WHAT THE TASK REQUIRES: Return each line below that contains the string "pointer".
* * * * *
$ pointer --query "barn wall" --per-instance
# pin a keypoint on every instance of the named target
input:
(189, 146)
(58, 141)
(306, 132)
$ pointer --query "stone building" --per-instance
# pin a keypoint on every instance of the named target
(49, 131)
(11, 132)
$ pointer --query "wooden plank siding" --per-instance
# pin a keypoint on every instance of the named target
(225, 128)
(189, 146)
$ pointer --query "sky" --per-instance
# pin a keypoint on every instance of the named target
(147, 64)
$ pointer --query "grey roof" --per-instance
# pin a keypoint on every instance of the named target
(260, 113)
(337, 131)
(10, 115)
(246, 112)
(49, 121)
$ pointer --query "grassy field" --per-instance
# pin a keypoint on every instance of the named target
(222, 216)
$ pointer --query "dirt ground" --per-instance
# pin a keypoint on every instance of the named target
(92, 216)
* * * * *
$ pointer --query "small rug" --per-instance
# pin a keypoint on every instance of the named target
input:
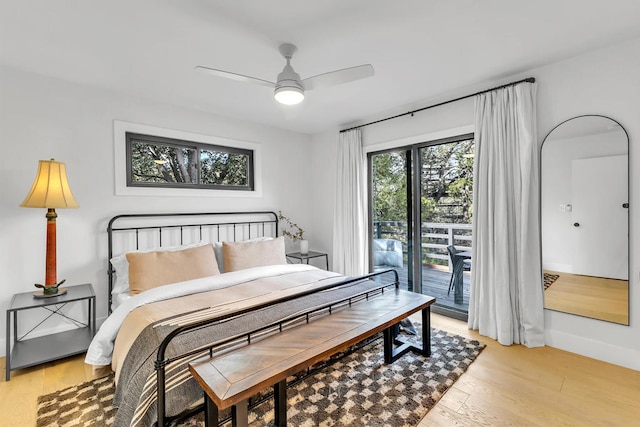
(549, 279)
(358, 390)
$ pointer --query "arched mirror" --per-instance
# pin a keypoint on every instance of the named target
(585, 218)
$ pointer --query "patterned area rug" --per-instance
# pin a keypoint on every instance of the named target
* * * * *
EXPECTED ANSWER:
$ pointer --query "barn wall" --per-instance
$ pointer --query "stone building" --per-instance
$ pointer --query "wooden plank siding" --per-instance
$ pointer --query "sky" --per-instance
$ pointer --query "grey roof" --per-instance
$ pointer --query "grassy field" --per-instance
$ pointer --query "dirt ground" --per-instance
$ pointer --query "small rug" --per-instance
$ pointer --query "arched mirror" --per-instance
$ pointer --query "patterned area rug" --per-instance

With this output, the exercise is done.